* [TEXT]:

In March, Flynn, who weeks earlier had been fired from the White House job for lying about his contacts with Russian Ambassador Sergey Kislyak, retroactively filed with the Justice Department as a foreign agent. (It’s illegal to lobby for foreign interests and not register with the Justice Department, and Flynn is reportedly under investigation for not registering at the time he did this work.) Flynn’s retroactive disclosure noted that he had been hired in August 2016 by Inovo BV, a Dutch consulting company run by Ekim Alptekin, the chairman of the Turkey-US Business Council.

The paperwork Flynn filed with the government is confusing. Some of the records note that his company, the Flynn Intel Group, was hired to compile opposition research on Fethullah Gulen, a Muslim cleric living in Pennsylvania whom the Turkish government claims helped orchestrate an unsuccessful coup against President Recep Tayyip Erdogan last summer, and to prepare material on Gulen—presumably derogatory material—that could be publicly disseminated. But an attachment to the filing, citing an American law firm representing Alptekin, says that “Inovo represented a private sector company in Israel that sought to export natural gas to Turkey, and it was for support of its consulting work for this client that Inovo engaged Flynn Intel Group, specifically to understand the tumultuous political climate at the time between the United States and Turkey so that Inovo could advise its client regarding its business opportunities and investment in Turkey.” In March, Alptekin told one reporter that he had hired Flynn “principally to produce geopolitical analysis on Turkey and the region” for a “regional energy company that is considering an investment in Turkey.”

* [REQUIRED ACTIONS]:
A: Duplicate the passage on Flynn's foreign-agent filing from "In March, Flynn, who" up to and including "Turkey-US Business Council.".
B: Carry on the passage on Flynn's foreign-agent filing from the point at which it ends.
The listing comes from a separate source unrelated to the passage on Flynn's foreign-agent filing.

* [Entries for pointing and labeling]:
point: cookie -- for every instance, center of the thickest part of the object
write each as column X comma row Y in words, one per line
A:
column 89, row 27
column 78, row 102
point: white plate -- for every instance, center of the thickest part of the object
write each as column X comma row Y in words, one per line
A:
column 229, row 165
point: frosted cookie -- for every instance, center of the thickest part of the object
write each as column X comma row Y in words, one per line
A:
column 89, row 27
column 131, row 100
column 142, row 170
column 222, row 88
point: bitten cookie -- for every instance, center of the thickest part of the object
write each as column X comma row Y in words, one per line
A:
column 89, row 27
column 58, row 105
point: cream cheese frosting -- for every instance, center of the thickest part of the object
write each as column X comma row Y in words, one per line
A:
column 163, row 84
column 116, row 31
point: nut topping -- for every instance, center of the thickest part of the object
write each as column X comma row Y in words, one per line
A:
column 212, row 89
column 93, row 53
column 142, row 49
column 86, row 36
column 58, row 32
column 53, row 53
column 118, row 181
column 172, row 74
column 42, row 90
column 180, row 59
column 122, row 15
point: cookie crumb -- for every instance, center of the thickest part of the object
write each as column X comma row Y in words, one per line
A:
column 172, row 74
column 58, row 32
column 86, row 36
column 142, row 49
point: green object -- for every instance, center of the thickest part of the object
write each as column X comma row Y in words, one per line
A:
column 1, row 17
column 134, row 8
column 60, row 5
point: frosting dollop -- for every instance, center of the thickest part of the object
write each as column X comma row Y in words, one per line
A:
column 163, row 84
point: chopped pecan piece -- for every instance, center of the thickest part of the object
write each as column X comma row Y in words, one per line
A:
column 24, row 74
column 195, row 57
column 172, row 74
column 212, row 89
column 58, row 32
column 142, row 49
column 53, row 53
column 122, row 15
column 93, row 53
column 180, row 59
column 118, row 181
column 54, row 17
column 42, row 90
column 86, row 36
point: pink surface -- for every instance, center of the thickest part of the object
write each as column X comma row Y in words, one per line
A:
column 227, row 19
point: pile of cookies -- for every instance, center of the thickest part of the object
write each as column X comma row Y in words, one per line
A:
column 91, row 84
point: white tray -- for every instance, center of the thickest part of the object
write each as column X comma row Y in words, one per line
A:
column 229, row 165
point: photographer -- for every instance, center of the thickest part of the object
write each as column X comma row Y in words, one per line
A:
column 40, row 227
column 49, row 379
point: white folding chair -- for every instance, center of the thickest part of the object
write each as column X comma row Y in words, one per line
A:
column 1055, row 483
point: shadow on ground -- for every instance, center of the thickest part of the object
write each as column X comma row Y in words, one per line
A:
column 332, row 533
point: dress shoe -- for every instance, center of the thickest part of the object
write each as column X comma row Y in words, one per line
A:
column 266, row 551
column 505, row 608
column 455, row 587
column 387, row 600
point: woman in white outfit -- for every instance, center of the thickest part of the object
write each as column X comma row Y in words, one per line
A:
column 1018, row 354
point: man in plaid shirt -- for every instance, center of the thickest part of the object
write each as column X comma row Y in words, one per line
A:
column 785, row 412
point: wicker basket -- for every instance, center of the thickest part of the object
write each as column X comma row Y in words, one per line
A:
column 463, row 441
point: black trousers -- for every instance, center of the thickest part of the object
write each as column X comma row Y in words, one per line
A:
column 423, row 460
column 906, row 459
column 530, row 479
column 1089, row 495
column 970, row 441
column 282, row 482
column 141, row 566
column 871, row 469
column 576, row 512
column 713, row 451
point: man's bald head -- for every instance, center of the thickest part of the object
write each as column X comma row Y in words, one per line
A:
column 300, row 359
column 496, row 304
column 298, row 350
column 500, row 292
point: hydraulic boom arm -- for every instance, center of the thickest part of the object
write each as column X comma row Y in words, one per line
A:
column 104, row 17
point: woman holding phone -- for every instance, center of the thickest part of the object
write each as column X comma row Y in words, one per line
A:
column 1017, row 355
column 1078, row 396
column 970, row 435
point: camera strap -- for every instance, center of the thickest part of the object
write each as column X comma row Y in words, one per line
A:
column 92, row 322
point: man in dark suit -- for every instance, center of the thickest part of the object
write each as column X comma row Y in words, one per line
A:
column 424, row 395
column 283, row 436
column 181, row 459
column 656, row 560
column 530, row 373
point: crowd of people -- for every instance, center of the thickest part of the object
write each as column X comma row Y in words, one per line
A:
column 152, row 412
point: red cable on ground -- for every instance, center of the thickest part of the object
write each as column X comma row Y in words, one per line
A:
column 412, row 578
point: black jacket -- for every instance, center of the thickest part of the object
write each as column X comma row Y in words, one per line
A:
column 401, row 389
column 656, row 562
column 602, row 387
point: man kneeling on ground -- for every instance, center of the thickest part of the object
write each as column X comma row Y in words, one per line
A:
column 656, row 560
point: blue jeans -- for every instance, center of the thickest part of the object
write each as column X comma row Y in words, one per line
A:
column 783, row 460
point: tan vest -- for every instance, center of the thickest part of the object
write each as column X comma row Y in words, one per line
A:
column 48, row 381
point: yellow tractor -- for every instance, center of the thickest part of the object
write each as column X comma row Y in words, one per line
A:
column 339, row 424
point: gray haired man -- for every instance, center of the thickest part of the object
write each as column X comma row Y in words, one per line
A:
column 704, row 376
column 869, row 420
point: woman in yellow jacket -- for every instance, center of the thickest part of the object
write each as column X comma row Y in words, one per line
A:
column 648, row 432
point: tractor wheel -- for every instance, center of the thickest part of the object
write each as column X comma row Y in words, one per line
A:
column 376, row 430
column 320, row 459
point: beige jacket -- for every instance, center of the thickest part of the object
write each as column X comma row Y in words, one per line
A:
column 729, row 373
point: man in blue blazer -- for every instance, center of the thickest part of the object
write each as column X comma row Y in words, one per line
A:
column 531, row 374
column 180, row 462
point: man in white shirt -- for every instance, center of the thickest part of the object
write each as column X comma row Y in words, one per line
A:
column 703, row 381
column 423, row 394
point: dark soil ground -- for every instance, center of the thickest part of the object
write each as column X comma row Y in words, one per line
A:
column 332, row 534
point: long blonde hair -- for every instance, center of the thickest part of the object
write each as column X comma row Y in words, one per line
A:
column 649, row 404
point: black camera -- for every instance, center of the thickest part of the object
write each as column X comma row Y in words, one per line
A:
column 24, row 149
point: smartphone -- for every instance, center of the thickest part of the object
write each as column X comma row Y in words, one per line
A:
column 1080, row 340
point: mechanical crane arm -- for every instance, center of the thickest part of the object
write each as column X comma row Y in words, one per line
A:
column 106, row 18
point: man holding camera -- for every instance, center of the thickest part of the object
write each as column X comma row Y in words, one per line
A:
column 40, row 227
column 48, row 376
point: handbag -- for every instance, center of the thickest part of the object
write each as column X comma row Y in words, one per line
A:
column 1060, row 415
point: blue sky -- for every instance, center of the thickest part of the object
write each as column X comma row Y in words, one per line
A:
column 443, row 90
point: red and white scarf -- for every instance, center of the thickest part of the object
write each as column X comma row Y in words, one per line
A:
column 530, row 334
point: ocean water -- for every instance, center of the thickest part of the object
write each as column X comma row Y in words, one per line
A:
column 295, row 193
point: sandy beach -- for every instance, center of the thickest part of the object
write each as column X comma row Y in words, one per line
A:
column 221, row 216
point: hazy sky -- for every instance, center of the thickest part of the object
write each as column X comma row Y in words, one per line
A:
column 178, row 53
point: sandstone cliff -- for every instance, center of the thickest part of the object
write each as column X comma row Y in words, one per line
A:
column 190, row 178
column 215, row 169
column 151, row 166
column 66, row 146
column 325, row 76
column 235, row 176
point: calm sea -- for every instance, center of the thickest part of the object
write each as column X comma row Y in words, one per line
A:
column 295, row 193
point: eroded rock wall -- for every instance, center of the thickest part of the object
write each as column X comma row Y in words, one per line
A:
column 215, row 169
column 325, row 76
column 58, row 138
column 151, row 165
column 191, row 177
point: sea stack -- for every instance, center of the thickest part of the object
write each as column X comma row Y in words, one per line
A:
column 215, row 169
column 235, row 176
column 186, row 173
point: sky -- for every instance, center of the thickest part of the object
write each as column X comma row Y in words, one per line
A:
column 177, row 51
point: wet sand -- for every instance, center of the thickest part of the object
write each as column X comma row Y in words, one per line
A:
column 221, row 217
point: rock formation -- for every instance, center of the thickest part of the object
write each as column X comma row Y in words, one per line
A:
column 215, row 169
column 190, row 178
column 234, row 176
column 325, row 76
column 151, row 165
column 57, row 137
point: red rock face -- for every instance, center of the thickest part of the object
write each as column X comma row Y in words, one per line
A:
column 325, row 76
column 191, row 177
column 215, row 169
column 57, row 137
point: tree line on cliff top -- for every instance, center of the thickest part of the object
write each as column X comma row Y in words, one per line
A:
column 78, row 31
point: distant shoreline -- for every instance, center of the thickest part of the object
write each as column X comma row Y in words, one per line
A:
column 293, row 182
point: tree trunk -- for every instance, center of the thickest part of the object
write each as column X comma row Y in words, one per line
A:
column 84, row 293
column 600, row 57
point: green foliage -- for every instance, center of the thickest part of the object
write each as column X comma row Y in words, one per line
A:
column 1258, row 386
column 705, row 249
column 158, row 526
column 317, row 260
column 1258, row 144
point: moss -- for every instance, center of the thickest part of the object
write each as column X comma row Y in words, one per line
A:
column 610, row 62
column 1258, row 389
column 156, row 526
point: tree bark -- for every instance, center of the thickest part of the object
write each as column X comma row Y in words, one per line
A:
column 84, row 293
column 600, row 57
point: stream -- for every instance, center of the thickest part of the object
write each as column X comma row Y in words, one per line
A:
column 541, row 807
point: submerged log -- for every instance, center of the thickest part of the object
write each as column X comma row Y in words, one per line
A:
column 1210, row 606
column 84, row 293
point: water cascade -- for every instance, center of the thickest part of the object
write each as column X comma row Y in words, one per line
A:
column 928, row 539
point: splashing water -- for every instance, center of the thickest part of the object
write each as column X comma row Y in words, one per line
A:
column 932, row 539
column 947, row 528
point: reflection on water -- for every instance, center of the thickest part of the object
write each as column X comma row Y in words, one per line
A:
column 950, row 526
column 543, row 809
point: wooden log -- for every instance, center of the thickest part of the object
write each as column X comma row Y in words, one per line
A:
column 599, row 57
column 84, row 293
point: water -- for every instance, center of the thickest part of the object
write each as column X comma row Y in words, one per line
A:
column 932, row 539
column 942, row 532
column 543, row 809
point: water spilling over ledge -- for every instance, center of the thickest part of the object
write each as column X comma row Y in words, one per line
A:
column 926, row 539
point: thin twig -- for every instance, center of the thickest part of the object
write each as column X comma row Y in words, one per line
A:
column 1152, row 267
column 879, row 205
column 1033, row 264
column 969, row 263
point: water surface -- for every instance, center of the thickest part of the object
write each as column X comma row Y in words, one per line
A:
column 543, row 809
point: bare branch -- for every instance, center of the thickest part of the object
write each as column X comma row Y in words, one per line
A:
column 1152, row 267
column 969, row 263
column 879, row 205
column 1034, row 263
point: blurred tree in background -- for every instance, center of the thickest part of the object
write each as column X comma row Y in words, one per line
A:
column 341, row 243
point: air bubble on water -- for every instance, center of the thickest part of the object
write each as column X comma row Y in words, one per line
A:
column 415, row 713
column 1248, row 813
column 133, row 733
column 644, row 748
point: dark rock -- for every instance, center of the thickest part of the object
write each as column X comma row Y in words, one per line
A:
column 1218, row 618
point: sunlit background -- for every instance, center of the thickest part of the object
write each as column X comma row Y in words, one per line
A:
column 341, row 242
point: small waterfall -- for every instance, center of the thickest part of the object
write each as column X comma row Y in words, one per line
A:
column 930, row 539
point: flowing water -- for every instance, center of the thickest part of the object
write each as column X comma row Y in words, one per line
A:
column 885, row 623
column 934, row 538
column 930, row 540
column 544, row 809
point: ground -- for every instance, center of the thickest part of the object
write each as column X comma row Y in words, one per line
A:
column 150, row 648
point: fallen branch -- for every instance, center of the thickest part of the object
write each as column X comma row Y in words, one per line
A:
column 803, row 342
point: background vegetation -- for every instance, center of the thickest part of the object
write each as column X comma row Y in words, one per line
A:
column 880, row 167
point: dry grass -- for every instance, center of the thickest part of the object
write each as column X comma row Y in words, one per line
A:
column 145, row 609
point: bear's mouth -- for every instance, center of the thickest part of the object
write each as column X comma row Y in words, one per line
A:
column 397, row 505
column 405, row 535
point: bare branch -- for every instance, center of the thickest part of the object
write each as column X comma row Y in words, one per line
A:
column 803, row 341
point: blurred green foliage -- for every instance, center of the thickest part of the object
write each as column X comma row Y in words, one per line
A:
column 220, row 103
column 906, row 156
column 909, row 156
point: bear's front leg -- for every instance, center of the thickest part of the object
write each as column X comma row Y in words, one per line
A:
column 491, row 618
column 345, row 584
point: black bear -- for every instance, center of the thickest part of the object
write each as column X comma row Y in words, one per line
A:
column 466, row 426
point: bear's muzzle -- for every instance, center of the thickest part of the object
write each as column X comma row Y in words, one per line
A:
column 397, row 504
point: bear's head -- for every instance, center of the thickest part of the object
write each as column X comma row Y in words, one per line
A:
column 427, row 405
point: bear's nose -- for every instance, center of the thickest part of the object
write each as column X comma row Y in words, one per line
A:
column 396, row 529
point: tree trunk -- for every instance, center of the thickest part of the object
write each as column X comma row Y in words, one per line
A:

* [RESPONSES]:
A:
In March, Flynn, who weeks earlier had been fired from the White House job for lying about his contacts with Russian Ambassador Sergey Kislyak, retroactively filed with the Justice Department as a foreign agent. (It’s illegal to lobby for foreign interests and not register with the Justice Department, and Flynn is reportedly under investigation for not registering at the time he did this work.) Flynn’s retroactive disclosure noted that he had been hired in August 2016 by Inovo BV, a Dutch consulting company run by Ekim Alptekin, the chairman of the Turkey-US Business Council.

B:
It’s unclear why there are conflicting accounts about Flynn’s work for Inovo and Alptekin. And though Alptekin has asserted that his firm had no official or financial connections to the Turkish government, Flynn’s retroactive registration—his company shut down in November—stated, “Flynn Intel Group’s work for Inovo could be construed to have principally benefitted the Republic of Turkey.” It was through his contract with Inovo that Flynn ended up in a September 19 meeting set up by Alptekin at the Essex House hotel in New York City with Turkish government officials, where reportedly the participants considered kidnapping Gulen. (A Flynn spokesman insisted Flynn had not discussed any illegal actions, and Alptekin has denied there was any talk of abducting Gulen at this gathering.)

Much is hazy about Flynn’s work for Alptekin, including, most notably, the source of the funding for the project. According to Flynn’s disclosure filing, Alptekin’s Inovo made three payments to him from September 9 to November 14 totaling $530,000. None of the money came from Turkey, according to Alptekin’s American attorneys. In an interview with a Dutch newspaper in April, Alptekin said the funds for the Flynn project came from a loan from his wife and payments from Ratio Oil Exploration, an Israeli natural gas company.

Here’s where the story gets curious. An Israeli news station in March contacted Ratio Oil Exploration, and the firm said it had no relationship with Alptekin.

A day after disclosing that news, the Israeli station reported that Alptekin had told it, “I have never stated, confirmed, or denied that I acted for Ratio Oil.”

Yet weeks later, Alptekin was telling the Dutch newspaper that some of the money for Flynn had indeed come from Ratio Oil Exploration. Was Ratio Oil part of the Flynn deal? It would seem not, given that the company denied any connection to Alptekin. For his part, Alptekin had initially been dodgy about its possible involvement before stating that Ratio Oil had helped to finance the Flynn project. (Ratio Oil did not respond to a request for comment.)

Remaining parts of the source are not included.